» Записи для обработки
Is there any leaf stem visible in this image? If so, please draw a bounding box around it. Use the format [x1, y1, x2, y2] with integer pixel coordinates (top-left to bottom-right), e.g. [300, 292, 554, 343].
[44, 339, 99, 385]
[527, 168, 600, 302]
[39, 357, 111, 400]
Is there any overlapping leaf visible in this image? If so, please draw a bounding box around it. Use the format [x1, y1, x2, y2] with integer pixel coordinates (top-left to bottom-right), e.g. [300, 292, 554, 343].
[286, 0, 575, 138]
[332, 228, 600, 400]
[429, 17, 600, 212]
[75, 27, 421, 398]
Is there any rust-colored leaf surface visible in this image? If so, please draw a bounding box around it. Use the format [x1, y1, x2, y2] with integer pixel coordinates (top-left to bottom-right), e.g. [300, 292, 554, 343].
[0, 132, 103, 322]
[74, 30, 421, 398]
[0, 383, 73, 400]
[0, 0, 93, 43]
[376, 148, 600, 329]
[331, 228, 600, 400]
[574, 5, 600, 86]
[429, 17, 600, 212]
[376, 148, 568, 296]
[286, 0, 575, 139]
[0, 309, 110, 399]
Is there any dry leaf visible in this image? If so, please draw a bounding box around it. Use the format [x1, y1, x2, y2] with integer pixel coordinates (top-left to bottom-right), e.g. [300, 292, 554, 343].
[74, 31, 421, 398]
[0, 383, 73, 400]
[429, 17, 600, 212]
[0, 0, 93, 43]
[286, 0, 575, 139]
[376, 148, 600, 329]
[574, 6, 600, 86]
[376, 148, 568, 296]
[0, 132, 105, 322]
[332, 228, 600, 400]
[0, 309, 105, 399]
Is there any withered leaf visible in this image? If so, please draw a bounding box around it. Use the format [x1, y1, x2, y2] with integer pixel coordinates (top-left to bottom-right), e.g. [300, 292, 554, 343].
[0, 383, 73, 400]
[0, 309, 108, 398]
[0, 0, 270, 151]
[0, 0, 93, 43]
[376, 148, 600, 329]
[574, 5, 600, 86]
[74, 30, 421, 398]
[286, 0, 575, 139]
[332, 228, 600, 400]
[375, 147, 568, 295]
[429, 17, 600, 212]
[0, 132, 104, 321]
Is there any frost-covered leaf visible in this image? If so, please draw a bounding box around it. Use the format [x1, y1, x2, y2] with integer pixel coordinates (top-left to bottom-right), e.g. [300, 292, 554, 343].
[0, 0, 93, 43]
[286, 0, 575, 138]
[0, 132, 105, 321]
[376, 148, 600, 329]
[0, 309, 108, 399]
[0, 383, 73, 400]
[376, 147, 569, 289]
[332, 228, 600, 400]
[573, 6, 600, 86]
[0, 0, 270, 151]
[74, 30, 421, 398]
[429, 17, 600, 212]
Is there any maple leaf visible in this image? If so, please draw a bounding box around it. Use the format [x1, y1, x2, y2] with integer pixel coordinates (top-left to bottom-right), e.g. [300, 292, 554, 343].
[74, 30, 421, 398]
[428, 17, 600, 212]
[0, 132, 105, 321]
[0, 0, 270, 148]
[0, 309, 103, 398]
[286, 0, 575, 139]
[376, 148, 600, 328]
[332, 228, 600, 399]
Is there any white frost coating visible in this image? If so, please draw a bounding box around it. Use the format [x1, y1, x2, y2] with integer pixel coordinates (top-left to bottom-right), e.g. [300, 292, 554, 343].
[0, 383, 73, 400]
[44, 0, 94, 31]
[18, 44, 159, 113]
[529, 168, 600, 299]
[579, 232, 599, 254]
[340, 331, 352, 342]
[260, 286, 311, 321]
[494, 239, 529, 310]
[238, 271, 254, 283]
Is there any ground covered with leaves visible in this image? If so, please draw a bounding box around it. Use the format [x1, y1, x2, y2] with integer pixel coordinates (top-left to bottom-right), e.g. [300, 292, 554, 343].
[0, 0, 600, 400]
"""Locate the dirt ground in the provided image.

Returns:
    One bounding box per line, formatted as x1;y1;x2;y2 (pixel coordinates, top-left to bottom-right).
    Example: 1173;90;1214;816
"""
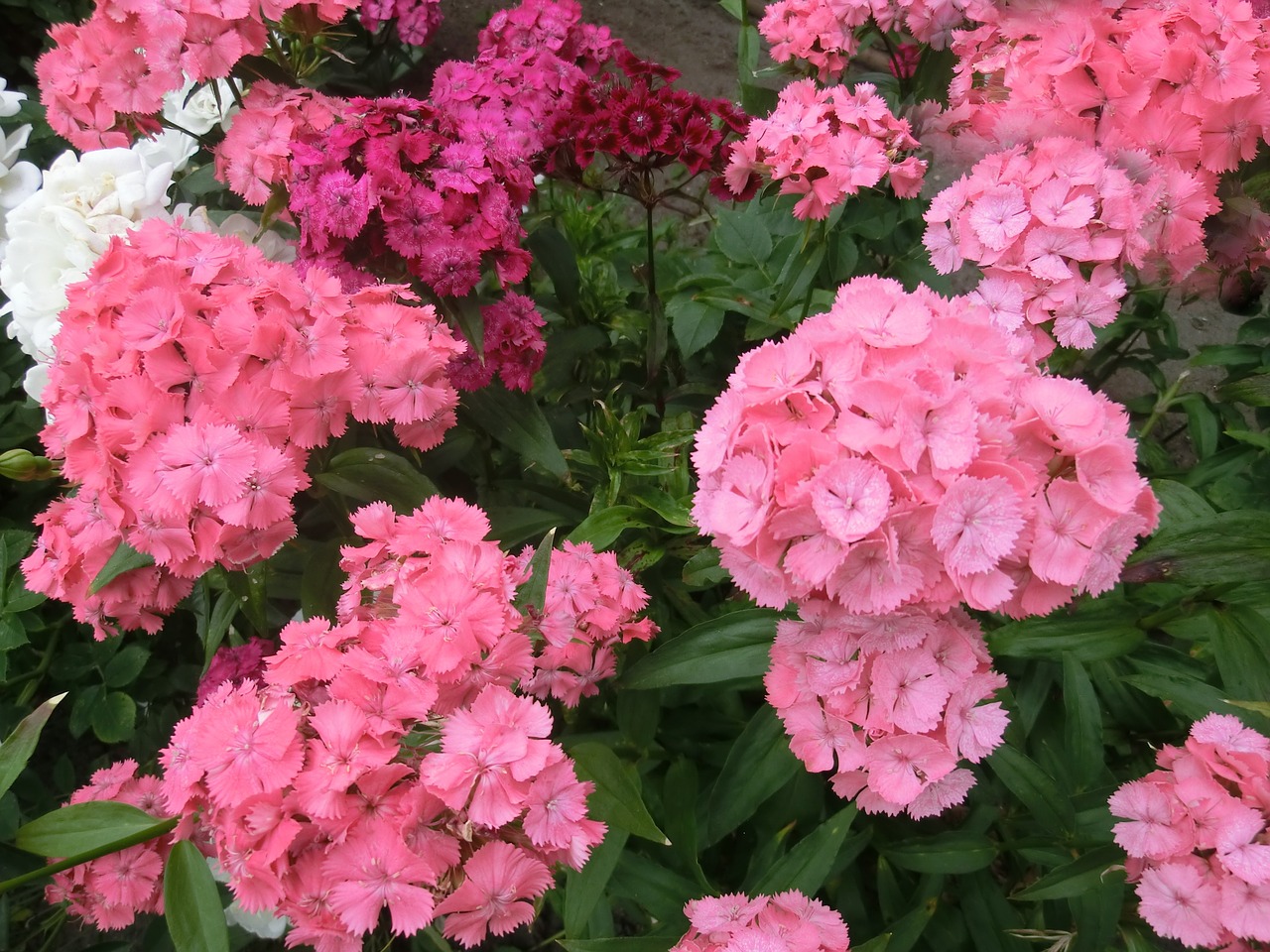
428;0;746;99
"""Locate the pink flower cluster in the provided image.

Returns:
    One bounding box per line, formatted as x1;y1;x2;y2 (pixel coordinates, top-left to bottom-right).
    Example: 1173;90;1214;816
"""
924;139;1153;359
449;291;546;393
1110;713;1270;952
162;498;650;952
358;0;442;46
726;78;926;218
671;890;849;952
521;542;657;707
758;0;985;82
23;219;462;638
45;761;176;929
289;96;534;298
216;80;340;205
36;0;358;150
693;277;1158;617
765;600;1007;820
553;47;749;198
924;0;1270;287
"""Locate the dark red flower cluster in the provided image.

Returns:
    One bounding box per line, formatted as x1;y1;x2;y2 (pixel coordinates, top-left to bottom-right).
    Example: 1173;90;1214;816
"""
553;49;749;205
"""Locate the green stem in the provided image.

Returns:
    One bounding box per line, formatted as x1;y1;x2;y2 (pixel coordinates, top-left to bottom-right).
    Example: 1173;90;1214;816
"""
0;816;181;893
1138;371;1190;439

...

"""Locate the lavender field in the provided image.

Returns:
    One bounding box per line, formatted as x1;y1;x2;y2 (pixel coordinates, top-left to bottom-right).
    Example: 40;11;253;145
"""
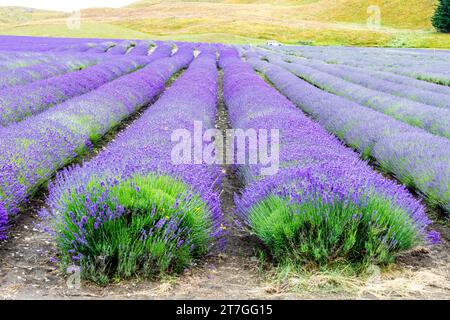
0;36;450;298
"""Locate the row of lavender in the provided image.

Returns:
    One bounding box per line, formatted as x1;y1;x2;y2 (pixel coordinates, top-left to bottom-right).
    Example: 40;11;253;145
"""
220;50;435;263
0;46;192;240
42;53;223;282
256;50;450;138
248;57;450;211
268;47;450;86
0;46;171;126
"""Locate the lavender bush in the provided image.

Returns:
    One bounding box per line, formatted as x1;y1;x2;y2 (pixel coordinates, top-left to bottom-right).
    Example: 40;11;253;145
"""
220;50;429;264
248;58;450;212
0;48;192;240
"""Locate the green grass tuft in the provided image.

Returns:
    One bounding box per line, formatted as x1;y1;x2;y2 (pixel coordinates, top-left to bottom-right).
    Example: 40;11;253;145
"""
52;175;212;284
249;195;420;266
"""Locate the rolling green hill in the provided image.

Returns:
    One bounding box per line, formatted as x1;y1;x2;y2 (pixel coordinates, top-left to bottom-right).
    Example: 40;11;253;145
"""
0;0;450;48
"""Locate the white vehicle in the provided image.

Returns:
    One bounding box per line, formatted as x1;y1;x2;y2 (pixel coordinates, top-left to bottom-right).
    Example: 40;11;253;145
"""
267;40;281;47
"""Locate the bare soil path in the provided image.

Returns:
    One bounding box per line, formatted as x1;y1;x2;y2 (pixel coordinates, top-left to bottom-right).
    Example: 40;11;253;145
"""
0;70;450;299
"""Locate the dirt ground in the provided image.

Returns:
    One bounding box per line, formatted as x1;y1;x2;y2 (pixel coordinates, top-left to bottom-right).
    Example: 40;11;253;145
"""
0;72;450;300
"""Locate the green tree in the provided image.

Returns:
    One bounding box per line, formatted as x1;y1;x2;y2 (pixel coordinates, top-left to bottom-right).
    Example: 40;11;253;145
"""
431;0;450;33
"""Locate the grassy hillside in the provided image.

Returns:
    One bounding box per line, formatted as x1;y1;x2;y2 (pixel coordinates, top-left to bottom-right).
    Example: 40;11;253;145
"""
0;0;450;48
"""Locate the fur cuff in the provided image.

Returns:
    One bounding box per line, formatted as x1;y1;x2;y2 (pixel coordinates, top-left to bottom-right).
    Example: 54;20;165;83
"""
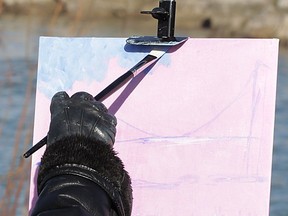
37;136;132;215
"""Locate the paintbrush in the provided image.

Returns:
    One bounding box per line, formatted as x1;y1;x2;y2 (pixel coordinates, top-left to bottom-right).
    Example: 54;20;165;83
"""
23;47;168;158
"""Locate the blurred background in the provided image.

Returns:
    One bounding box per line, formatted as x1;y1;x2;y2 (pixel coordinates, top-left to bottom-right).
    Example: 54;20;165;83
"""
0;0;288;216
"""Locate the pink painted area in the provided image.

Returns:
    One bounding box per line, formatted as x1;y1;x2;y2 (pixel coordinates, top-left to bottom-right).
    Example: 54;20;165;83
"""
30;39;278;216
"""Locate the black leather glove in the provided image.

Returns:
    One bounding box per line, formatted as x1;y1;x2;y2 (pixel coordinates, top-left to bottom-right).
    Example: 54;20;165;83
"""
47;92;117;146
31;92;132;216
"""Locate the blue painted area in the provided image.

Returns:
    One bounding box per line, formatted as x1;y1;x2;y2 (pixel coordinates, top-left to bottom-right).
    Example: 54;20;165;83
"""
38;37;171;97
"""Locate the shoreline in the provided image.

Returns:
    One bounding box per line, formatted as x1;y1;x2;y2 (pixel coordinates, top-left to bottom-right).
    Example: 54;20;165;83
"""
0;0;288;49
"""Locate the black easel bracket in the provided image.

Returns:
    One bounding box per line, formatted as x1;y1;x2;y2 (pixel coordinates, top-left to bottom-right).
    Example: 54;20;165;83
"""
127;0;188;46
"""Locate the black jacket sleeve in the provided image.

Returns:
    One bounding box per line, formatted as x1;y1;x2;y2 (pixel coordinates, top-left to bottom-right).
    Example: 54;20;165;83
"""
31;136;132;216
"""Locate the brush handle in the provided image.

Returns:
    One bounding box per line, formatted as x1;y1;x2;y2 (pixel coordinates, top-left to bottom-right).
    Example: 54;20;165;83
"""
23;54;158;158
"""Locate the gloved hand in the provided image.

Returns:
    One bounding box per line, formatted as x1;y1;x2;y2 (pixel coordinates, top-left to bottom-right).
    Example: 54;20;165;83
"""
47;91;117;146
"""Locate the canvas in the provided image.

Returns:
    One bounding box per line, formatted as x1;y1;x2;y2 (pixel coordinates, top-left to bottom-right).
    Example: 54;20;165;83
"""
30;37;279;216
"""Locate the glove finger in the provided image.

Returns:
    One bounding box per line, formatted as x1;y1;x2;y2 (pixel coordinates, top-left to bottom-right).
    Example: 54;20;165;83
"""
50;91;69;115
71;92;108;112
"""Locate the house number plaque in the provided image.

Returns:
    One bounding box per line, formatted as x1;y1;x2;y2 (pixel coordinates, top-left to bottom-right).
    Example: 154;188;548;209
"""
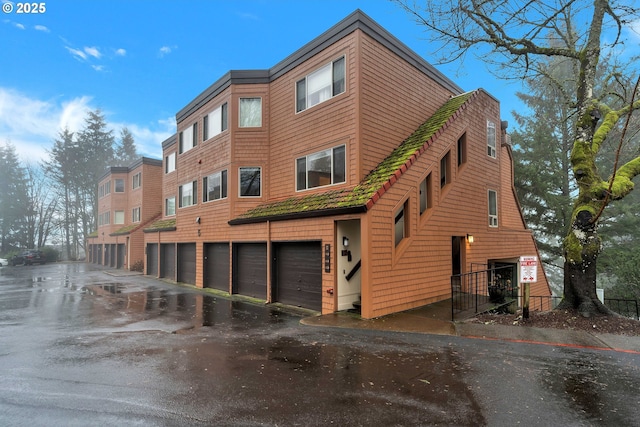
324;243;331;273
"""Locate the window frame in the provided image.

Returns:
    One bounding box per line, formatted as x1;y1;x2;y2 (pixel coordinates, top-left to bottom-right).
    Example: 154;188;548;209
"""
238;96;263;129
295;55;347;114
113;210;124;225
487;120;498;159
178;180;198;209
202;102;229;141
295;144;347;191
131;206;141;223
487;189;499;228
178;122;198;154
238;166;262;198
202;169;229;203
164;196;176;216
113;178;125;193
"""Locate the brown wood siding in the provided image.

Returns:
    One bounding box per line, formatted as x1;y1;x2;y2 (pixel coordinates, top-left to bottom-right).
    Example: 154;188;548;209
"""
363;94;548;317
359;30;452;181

» Задание
Представьте строки записей выше от строки с «blue painted area in the provided image.» до строки с «324;243;331;273» включительно как список строк JSON, по одной строке списка на каждую строку записей, без пустых строк. Изображения в ответ не включайте.

» Ответ
[
  "\"\"\"Locate the blue painted area in the provided image.",
  "Returns:",
  "    One bounding box per line, formatted as x1;y1;x2;y2 (pixel coordinates, top-left to bottom-right).",
  "    Example: 54;20;165;83",
  "\"\"\"",
  "38;37;171;97",
  "\"\"\"Locate the shoreline in the provided image.",
  "Returns:",
  "    One bounding box per line, formatted as x1;y1;x2;y2 (pixel coordinates, top-left to bottom-right).",
  "    Example: 54;20;165;83",
  "\"\"\"",
  "0;0;288;49",
  "\"\"\"Locate the black easel bracket in the provided image.",
  "Returns:",
  "    One bounding box per line, formatted as x1;y1;x2;y2 (pixel coordinates, top-left to bottom-right).",
  "    Example: 54;20;165;83",
  "\"\"\"",
  "127;0;188;46",
  "\"\"\"Locate the black jacket sleeve in the provided image.",
  "Returns:",
  "    One bounding box per line, formatted as x1;y1;x2;y2 (pixel coordinates, top-left to bottom-right).",
  "    Example: 54;20;165;83",
  "\"\"\"",
  "31;136;132;216",
  "\"\"\"Locate the brush handle in the provided image.",
  "Returns:",
  "    One bounding box per line, formatted as x1;y1;x2;y2 (pixel coordinates, top-left to bottom-right).",
  "    Example: 54;20;165;83",
  "\"\"\"",
  "23;54;158;158",
  "\"\"\"Locate the gloved hand in the provided image.",
  "Returns:",
  "    One bounding box per line, formatted as x1;y1;x2;y2 (pixel coordinates, top-left to bottom-right).",
  "    Example: 54;20;165;83",
  "\"\"\"",
  "47;91;117;146",
  "\"\"\"Locate the canvas in the provided image.",
  "Returns:",
  "    One bounding box per line, formatted as x1;y1;x2;y2 (pixel coordinates, top-left to bottom-right).",
  "    Example: 54;20;165;83",
  "\"\"\"",
  "30;37;279;216",
  "\"\"\"Locate the glove finger in the provided image.",
  "Returns:",
  "    One bounding box per line, formatted as x1;y1;x2;y2 (pixel coordinates, top-left to bottom-right).",
  "    Example: 54;20;165;83",
  "\"\"\"",
  "50;91;69;115",
  "71;92;108;112",
  "\"\"\"Locate the house number plaque in the provided image.",
  "Returns:",
  "    One bounding box per line, formatted as x1;y1;x2;y2 (pixel coordinates, top-left to bottom-right).",
  "    Example: 154;188;548;209",
  "\"\"\"",
  "324;243;331;273"
]